Set of tasks:
1. In the minimum pricing article, rewrite the paragraph beginning "All indirect taxation is regressive" as a shorter version that keeps its main facts.
2. List every organization or institution that the minimum pricing article names.
3. According to the minimum pricing article, why are consultations like this one "something of a charade"? Answer in one to three sentences.

Text shown:
|---|

Six reasons to reject minimum alcohol pricing

The government will announce today the launch of its public consultation into minimum pricing. These consultations tend to be something of a charade—the Home Office has already said “We will introduce a minimum unit price for alcohol”—but in case you should wish to respond, here is a non-exhaustive list of reasons why minimum pricing is a terrible idea.

It is regressive

All indirect taxation is regressive, but minimum pricing is carefully calibrated to be as regressive as possible by targeting drinks that are disproportionately consumed by people on low incomes. Doctors on six figure salaries can rest assured that the champagne at the British Medical Association Christmas dinner will not be affected and the House of Commons bar will continue to be subsidised. Cheers!

Evidence is non-existent

As we reported on Monday, the excitable predictions about how many lives will be ‘saved’ by minimum pricing are based on a single computer model which uses dubious methods and false assumptions to come to a preordained conclusion. The truth is that nobody has any idea whether the policy will reduce alcohol-related harm. The only certainty is the majority of ordinary people will be out of pocket.

|---|

Dataset content:
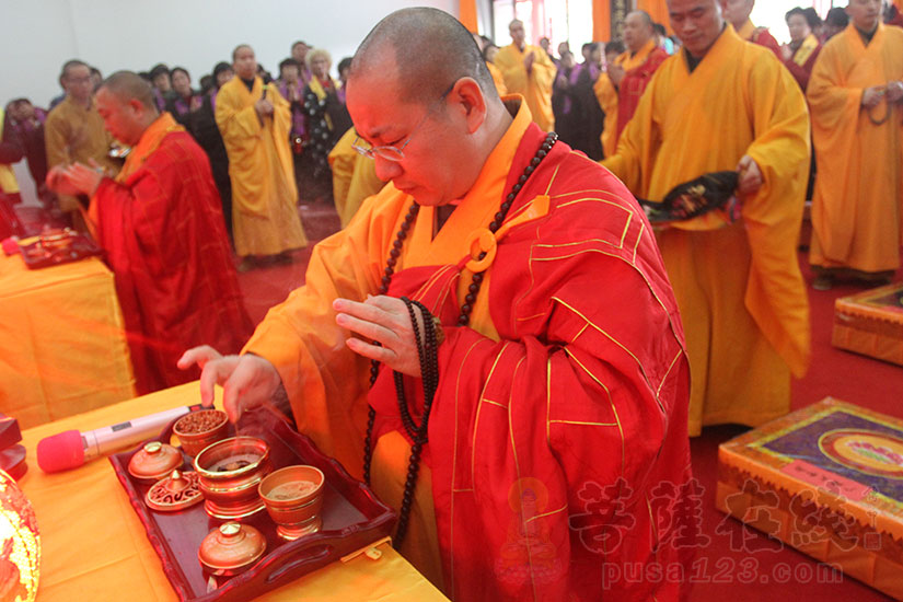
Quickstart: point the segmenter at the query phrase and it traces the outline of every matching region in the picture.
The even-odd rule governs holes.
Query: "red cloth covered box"
[[[903,283],[837,299],[831,344],[903,366]]]
[[[827,397],[722,443],[719,510],[903,600],[903,420]]]

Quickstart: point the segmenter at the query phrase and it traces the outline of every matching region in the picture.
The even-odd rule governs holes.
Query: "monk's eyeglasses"
[[[370,146],[370,143],[367,140],[364,140],[360,136],[358,136],[357,138],[355,138],[355,142],[351,144],[351,148],[355,149],[356,151],[358,151],[363,157],[367,157],[368,159],[375,159],[377,157],[380,157],[381,159],[385,159],[386,161],[395,161],[395,162],[401,161],[402,159],[405,158],[405,153],[404,153],[405,147],[408,144],[408,142],[410,142],[410,139],[414,137],[414,134],[418,129],[420,129],[420,126],[422,126],[424,123],[426,123],[427,117],[429,117],[429,115],[433,112],[433,109],[436,109],[436,107],[439,106],[440,103],[445,100],[445,96],[449,95],[449,92],[454,90],[454,84],[455,83],[458,83],[458,81],[452,82],[452,84],[449,86],[449,89],[445,90],[444,92],[442,92],[442,95],[439,96],[430,105],[430,107],[427,109],[424,117],[417,123],[416,126],[414,126],[414,129],[410,130],[410,134],[408,134],[407,140],[402,142],[401,147],[396,147],[394,144],[386,144],[384,147],[372,147],[372,146]]]

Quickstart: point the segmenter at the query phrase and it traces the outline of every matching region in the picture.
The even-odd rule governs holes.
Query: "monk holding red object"
[[[135,73],[95,96],[109,132],[132,147],[115,180],[81,163],[47,180],[91,196],[89,216],[116,278],[138,393],[197,378],[176,368],[190,345],[238,350],[251,332],[207,155]]]
[[[499,99],[442,11],[380,22],[347,101],[390,184],[316,245],[242,356],[185,355],[202,400],[223,384],[234,419],[283,389],[453,600],[681,599],[701,544],[688,369],[636,200]]]

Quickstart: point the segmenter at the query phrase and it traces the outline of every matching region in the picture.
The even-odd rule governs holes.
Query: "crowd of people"
[[[681,580],[581,567],[688,567],[692,509],[648,501],[688,495],[687,433],[789,412],[807,188],[817,288],[899,268],[903,30],[849,0],[789,10],[780,46],[753,0],[668,5],[673,36],[634,11],[582,62],[432,9],[381,21],[339,81],[303,43],[276,81],[240,45],[200,92],[71,60],[3,141],[106,250],[142,392],[200,375],[232,419],[279,401],[452,598],[676,600]],[[317,186],[345,228],[248,339],[231,248],[290,261]],[[656,228],[635,200],[687,197]]]

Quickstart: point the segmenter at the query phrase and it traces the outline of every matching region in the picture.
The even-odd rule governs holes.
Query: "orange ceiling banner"
[[[479,33],[476,23],[476,0],[461,0],[458,14],[459,21],[461,21],[471,33]]]
[[[668,18],[668,3],[665,0],[637,0],[637,10],[646,11],[652,21],[664,25],[665,31],[671,34],[671,20]]]
[[[462,0],[463,2],[464,0]],[[612,35],[612,20],[609,0],[592,0],[592,39],[609,42]]]

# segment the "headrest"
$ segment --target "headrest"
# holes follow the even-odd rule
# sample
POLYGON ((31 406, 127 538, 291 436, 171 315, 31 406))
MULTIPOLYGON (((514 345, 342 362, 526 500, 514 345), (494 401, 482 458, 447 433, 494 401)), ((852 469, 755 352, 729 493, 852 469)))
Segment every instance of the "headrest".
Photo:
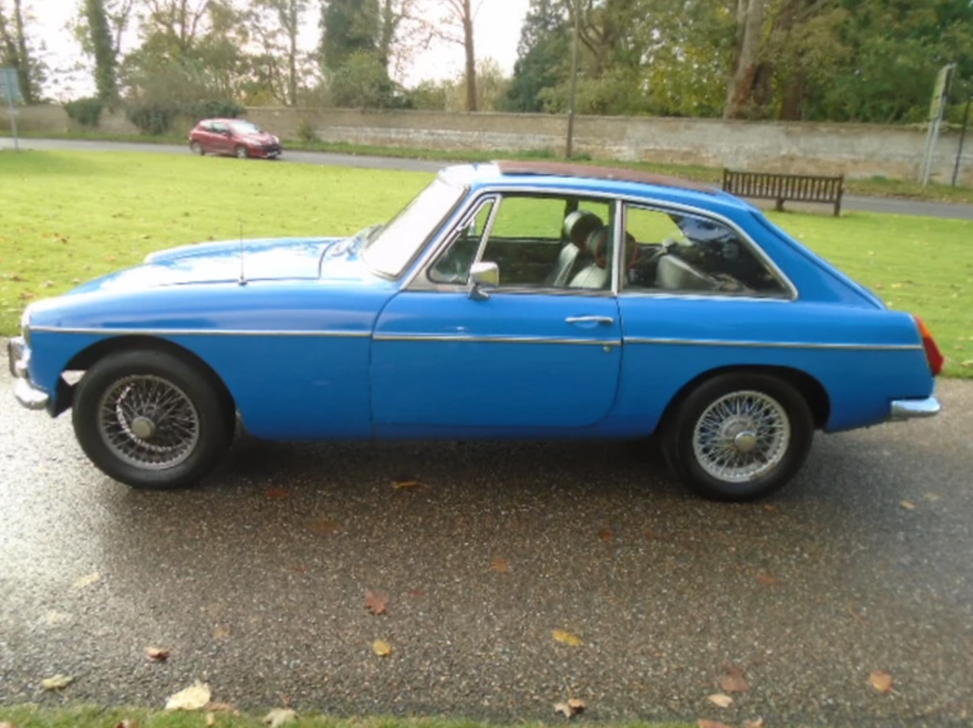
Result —
POLYGON ((600 227, 601 218, 588 210, 575 210, 564 218, 564 235, 578 247, 584 247, 588 237, 600 227))
POLYGON ((594 231, 585 240, 585 247, 595 256, 598 266, 605 268, 611 257, 611 228, 602 225, 594 231))

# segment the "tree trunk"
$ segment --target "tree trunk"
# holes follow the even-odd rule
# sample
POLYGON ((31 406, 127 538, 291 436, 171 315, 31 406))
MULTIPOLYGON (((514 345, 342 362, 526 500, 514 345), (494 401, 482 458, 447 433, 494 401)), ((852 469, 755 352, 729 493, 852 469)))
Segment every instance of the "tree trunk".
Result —
POLYGON ((760 41, 764 27, 765 0, 738 0, 737 58, 727 89, 724 119, 747 116, 753 103, 754 84, 760 67, 760 41))
POLYGON ((30 78, 30 55, 27 54, 27 37, 23 34, 23 12, 20 9, 20 0, 14 0, 14 28, 17 33, 17 75, 20 80, 20 93, 23 94, 24 103, 32 104, 36 98, 30 78))
POLYGON ((298 105, 298 0, 287 3, 287 103, 298 105))
POLYGON ((477 110, 477 55, 473 47, 473 11, 463 0, 463 48, 466 51, 466 110, 477 110))

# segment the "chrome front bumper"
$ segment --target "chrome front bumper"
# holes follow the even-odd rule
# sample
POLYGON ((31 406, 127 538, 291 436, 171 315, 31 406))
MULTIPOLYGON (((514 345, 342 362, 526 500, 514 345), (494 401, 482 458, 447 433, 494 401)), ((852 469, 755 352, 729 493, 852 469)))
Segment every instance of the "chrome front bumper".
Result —
POLYGON ((904 419, 932 418, 939 414, 942 408, 935 396, 925 399, 893 399, 888 412, 888 421, 900 422, 904 419))
POLYGON ((14 378, 14 396, 28 410, 44 410, 51 397, 30 383, 27 376, 27 361, 30 354, 22 337, 15 337, 7 342, 7 363, 10 376, 14 378))

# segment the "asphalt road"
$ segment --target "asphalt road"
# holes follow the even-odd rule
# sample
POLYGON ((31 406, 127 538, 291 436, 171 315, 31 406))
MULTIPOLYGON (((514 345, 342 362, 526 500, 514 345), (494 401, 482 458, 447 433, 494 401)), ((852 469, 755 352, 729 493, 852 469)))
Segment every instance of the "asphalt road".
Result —
POLYGON ((940 394, 938 419, 818 436, 748 505, 605 443, 245 438, 203 486, 139 492, 69 417, 0 396, 0 703, 161 707, 201 679, 255 710, 550 721, 574 696, 583 721, 968 728, 973 382, 940 394))
MULTIPOLYGON (((83 141, 65 139, 21 139, 24 149, 71 149, 90 151, 128 151, 153 152, 158 154, 189 154, 186 147, 165 144, 130 144, 111 141, 83 141)), ((14 140, 10 137, 0 137, 0 149, 11 149, 14 140)), ((367 167, 370 169, 408 169, 410 171, 435 172, 442 169, 448 163, 429 162, 425 160, 406 160, 385 157, 359 157, 354 155, 325 154, 322 152, 290 152, 285 151, 280 162, 292 162, 307 164, 328 164, 335 166, 367 167)), ((754 200, 763 204, 766 200, 754 200)), ((788 203, 794 208, 794 203, 788 203)), ((811 205, 808 209, 827 210, 827 205, 811 205)), ((883 212, 896 215, 924 215, 928 217, 944 217, 959 220, 973 220, 973 205, 949 204, 944 202, 927 202, 922 200, 896 200, 890 198, 862 198, 846 196, 842 201, 842 209, 846 211, 862 210, 867 212, 883 212)))

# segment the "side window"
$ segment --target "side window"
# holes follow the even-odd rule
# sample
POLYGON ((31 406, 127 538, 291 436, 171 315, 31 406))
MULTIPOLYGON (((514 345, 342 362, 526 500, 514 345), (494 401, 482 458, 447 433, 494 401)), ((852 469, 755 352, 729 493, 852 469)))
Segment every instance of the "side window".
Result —
POLYGON ((750 244, 723 223, 631 205, 626 209, 623 287, 630 291, 786 294, 784 285, 750 244))
POLYGON ((480 205, 480 208, 460 231, 456 239, 429 269, 431 281, 460 285, 466 283, 470 274, 470 267, 480 250, 480 241, 486 233, 493 205, 492 200, 487 200, 480 205))
POLYGON ((609 288, 610 209, 595 200, 505 197, 482 261, 497 265, 505 288, 609 288), (589 245, 597 233, 600 266, 589 245))
POLYGON ((465 284, 479 253, 480 262, 497 266, 501 288, 608 289, 610 212, 597 200, 505 195, 481 206, 429 269, 429 279, 465 284))

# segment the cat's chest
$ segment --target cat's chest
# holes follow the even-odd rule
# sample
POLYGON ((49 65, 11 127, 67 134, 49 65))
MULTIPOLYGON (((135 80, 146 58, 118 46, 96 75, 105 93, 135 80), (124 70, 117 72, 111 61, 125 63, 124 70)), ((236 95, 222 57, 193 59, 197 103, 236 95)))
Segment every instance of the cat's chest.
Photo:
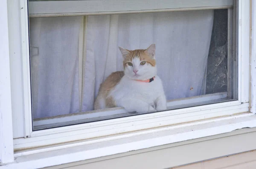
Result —
POLYGON ((116 86, 112 93, 117 97, 140 97, 145 100, 155 100, 161 94, 162 83, 156 78, 150 83, 124 79, 116 86))

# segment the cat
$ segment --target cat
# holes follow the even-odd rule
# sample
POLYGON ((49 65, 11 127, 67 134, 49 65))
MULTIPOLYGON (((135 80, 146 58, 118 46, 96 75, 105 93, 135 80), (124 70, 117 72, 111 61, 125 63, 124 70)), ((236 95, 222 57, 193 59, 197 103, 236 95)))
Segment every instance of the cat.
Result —
POLYGON ((94 109, 120 106, 139 113, 166 109, 162 80, 157 75, 155 44, 146 49, 119 48, 124 71, 112 73, 101 84, 94 109))

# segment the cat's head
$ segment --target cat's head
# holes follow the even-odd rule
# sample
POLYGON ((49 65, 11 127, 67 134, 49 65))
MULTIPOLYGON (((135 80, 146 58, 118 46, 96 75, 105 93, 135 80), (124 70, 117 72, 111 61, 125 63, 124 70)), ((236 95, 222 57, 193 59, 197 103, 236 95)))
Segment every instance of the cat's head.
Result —
POLYGON ((145 80, 157 75, 154 44, 146 49, 132 51, 120 47, 119 49, 124 59, 125 74, 129 78, 145 80))

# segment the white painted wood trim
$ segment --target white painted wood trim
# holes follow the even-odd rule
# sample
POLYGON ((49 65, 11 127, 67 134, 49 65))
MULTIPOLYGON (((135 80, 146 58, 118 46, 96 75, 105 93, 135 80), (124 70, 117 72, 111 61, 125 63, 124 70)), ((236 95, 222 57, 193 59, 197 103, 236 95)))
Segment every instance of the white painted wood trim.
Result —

|---|

Answers below:
1. Indirect taxes are all regressive, but minimum pricing is designed to be as regressive as possible because it targets drinks that people on low incomes drink disproportionately. Doctors earning six-figure salaries will still have unaffected champagne at the British Medical Association Christmas dinner, and the House of Commons bar will remain subsidized.

2.
- Home Office
- British Medical Association
- House of Commons

3. The Home Office has already said "We will introduce a minimum unit price for alcohol." That means the policy has been announced before the public consultation even begins.